» PAGE EXTRACT:
■ ■ ■

Identity and Governance
Azure Active Directory
Identity has become the new primary security boundary. Accurately proving that someone is a valid user of your system, with an appropriate level of access, is critical to maintaining control of your data.
Microsoft introduced Active Directory in Windows 2000 to give organizations the ability to manage multiple on-premises infrastructure components and systems by using a single identity per user.
Azure Active Directory (Azure AD) is Microsoft’s cloud-based identity and access management service. With Azure AD, you control the identity accounts, but Microsoft ensures that the service is available globally.
When you secure identities on-premises with Active Directory, Microsoft does not monitor sign-in attempts. When you connect Active Directory with Azure AD, Microsoft can help protect you by detecting suspicious sign-in attempts at no extra cost. For example, Azure AD can detect sign-in attempts from unexpected locations or unknown devices.
Who Uses Azure AD?
Azure AD is for:
- IT administrators — control access to applications and resources based on business requirements.
- App developers — provide a standards-based approach for adding functionality to applications, such as adding SSO functionality or enabling an app to work with a user’s existing credentials.
- Users — manage their own identities (for example, self-service password reset).
- Online service subscribers — Microsoft 365, Office 365, Azure, and Dynamics CRM Online tenants are automatically Azure AD tenants.
Services Azure AD Provides
- Authentication — verifying identity to access applications and resources, including self-service password reset, multifactor authentication, a custom list of banned passwords, and smart lockout services.
- Single sign-on (SSO) — remember only one username and password to access multiple applications; a single identity is tied to the user.
- Application management — manage cloud and on-premises apps using Application Proxy, SaaS apps, the My Apps portal, and single sign-on.
- Device management — register devices to be managed through tools like Microsoft Intune; enables device-based Conditional Access policies.
Authentication vs. Authorization
Authentication (AuthN) is the process of establishing the identity of a person or service that wants to access a resource. It establishes whether the user is who they say they are.
Authorization (AuthZ) is the process of establishing what level of access an authenticated person or service has. It specifies what data they are allowed to access and what they can do with it.

■ ■ ■

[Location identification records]

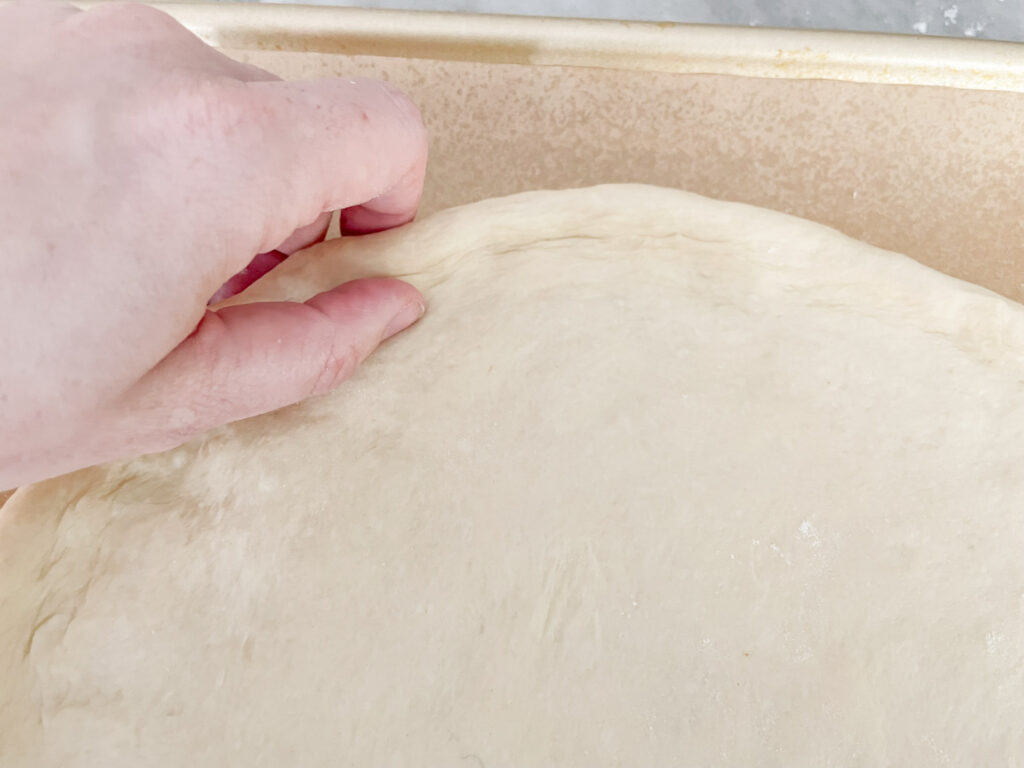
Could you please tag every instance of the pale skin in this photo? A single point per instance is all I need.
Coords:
(139, 171)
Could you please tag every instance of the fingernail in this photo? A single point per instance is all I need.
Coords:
(406, 317)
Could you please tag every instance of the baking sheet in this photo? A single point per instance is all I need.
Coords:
(908, 143)
(912, 144)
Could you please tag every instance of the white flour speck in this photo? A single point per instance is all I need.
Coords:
(992, 642)
(808, 531)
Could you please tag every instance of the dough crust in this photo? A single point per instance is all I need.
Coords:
(657, 480)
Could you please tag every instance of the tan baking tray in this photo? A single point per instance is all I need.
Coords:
(915, 144)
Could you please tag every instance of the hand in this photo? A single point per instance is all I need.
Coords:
(139, 171)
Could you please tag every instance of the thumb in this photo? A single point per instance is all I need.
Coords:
(250, 358)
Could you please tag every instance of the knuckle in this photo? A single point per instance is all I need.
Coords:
(334, 368)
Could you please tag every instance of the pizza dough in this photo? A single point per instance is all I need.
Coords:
(657, 480)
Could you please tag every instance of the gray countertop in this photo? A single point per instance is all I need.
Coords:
(995, 19)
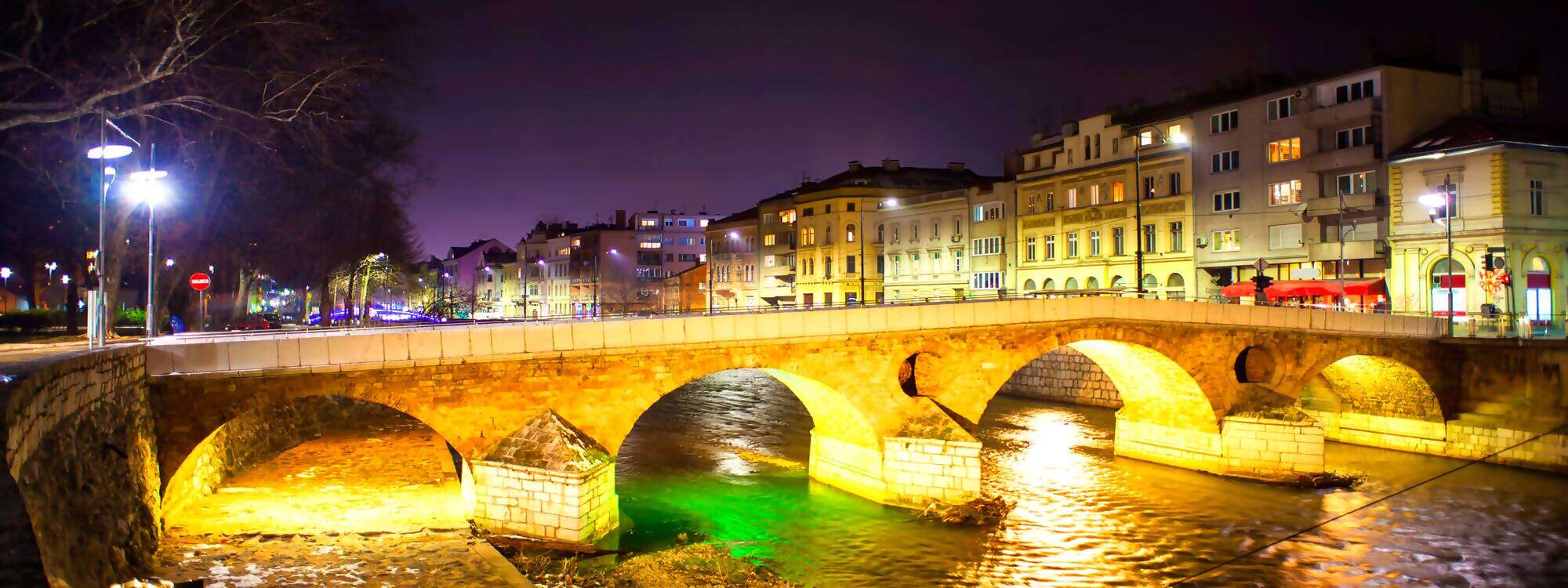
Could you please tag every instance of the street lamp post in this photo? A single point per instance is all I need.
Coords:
(151, 192)
(1138, 201)
(1445, 201)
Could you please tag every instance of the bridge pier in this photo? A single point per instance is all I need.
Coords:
(548, 481)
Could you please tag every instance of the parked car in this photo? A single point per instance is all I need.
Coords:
(274, 321)
(252, 324)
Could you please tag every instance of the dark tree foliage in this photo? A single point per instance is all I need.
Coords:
(274, 120)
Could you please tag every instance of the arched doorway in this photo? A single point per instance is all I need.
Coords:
(1448, 285)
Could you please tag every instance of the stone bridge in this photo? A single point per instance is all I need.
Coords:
(539, 412)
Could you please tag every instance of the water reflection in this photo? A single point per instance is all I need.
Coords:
(722, 459)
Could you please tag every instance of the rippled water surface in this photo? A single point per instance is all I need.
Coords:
(725, 459)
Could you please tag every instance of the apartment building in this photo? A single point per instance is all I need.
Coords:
(1294, 176)
(777, 233)
(1506, 181)
(735, 256)
(1078, 206)
(832, 217)
(946, 245)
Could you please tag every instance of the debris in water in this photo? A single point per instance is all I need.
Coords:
(978, 512)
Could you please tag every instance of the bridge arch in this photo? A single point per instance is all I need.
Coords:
(261, 435)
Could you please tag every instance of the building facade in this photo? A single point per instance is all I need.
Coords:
(1294, 176)
(832, 220)
(735, 258)
(1078, 212)
(1511, 212)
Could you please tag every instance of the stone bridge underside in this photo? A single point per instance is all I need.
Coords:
(539, 412)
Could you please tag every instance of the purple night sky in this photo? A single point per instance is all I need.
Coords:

■ ■ ■

» GIVEN INSTRUCTION A:
According to the Azure Active Directory overview, in which version of Windows did Microsoft introduce Active Directory?
» GIVEN INSTRUCTION B:
Copy the portion of the Azure Active Directory overview starting at "Microsoft introduced Active" and ending at "on business requirements.".

» CORRECT ANSWER A:
Windows 2000

» CORRECT ANSWER B:
Microsoft introduced Active Directory in Windows 2000 to give organizations the ability to manage multiple on-premises infrastructure components and systems by using a single identity per user.
Azure Active Directory (Azure AD) is Microsoft’s cloud-based identity and access management service. With Azure AD, you control the identity accounts, but Microsoft ensures that the service is available globally.
When you secure identities on-premises with Active Directory, Microsoft does not monitor sign-in attempts. When you connect Active Directory with Azure AD, Microsoft can help protect you by detecting suspicious sign-in attempts at no extra cost. For example, Azure AD can detect sign-in attempts from unexpected locations or unknown devices.
Who Uses Azure AD?
Azure AD is for:
- IT administrators — control access to applications and resources based on business requirements.